_TASK TO COMPLETE:_ Set down the material exactly as given, please, from its first line through the line that includes "A single point marks each instance of the food".

--- INPUT ---

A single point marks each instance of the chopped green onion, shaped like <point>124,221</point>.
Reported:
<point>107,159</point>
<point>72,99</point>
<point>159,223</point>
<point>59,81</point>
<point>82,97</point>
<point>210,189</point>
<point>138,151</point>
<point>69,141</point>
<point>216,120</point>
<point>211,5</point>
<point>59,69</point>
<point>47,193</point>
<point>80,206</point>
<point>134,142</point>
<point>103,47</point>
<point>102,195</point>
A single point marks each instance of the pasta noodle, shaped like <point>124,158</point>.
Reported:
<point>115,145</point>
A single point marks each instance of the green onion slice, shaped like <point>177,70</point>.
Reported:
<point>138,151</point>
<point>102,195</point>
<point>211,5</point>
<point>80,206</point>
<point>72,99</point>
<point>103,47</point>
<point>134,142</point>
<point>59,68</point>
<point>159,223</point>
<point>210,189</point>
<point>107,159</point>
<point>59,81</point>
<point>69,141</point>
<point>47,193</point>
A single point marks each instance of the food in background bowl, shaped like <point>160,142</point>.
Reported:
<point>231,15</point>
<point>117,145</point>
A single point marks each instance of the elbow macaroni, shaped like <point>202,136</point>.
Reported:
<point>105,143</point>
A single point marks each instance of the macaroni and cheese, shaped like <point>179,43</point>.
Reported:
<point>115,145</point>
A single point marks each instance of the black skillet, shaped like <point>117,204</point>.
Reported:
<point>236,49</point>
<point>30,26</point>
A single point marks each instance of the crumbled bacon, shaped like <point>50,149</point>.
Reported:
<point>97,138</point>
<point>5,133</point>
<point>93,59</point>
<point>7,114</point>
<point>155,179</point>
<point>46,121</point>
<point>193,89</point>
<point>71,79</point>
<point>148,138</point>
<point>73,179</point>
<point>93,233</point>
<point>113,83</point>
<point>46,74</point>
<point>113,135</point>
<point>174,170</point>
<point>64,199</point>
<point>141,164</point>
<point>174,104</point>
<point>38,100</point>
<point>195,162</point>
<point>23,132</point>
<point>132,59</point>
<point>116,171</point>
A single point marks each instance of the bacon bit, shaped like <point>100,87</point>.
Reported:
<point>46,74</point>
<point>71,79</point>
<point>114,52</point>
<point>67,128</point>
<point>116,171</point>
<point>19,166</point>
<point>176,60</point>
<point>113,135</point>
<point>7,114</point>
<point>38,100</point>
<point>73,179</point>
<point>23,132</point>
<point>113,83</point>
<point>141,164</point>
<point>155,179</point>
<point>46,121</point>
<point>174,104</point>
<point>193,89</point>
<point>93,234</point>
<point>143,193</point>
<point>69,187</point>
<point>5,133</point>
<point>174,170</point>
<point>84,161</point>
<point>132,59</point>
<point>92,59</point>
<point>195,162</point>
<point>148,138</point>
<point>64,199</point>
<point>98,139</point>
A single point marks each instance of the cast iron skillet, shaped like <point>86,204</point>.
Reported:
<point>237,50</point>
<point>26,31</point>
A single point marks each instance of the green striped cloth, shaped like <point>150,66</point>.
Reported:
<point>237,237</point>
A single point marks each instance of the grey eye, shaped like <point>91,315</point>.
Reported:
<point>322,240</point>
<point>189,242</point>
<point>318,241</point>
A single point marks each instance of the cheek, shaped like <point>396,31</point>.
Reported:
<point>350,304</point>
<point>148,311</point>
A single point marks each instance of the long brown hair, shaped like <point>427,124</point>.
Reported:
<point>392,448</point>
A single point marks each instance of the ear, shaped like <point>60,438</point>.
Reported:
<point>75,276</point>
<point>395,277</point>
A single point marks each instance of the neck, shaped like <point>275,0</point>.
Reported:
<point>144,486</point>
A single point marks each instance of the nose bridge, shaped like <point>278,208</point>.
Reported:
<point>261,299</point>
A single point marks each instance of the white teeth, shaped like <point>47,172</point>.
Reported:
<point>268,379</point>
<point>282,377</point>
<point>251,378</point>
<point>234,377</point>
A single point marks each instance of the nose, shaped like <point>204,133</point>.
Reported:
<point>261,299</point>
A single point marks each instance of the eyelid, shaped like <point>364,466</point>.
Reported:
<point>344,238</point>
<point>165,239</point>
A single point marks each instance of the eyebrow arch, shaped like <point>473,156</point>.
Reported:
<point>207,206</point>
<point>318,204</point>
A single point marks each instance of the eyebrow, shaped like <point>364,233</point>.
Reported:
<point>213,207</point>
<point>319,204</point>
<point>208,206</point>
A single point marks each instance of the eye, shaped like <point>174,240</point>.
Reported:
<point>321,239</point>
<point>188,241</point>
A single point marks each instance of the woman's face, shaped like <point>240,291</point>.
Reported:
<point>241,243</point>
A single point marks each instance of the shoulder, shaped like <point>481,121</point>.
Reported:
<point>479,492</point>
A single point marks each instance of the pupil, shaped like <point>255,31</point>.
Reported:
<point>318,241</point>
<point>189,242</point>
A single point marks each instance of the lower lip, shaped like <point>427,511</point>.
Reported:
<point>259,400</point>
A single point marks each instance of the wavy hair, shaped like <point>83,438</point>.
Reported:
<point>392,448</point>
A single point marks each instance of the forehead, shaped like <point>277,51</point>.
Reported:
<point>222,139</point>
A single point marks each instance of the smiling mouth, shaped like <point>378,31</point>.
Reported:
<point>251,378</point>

---

_RESPONSE TO THIS TASK:_
A single point marks each instance of the chopped green onion, shaped like <point>124,221</point>.
Reported:
<point>107,159</point>
<point>72,99</point>
<point>159,223</point>
<point>59,81</point>
<point>82,97</point>
<point>210,189</point>
<point>138,151</point>
<point>69,141</point>
<point>216,120</point>
<point>211,5</point>
<point>59,69</point>
<point>47,193</point>
<point>80,206</point>
<point>134,142</point>
<point>103,47</point>
<point>102,195</point>
A single point marks each instance of the pasta noodle, shaped like <point>124,158</point>.
Reported:
<point>115,145</point>
A single point marks each instance of the green onion slice, shaped like <point>177,70</point>.
Reported:
<point>138,151</point>
<point>102,195</point>
<point>211,5</point>
<point>80,206</point>
<point>72,99</point>
<point>103,47</point>
<point>134,142</point>
<point>59,68</point>
<point>159,223</point>
<point>210,189</point>
<point>107,159</point>
<point>59,81</point>
<point>69,141</point>
<point>47,193</point>
A single point marks each instance of the food in background bowl, shaped like <point>160,142</point>.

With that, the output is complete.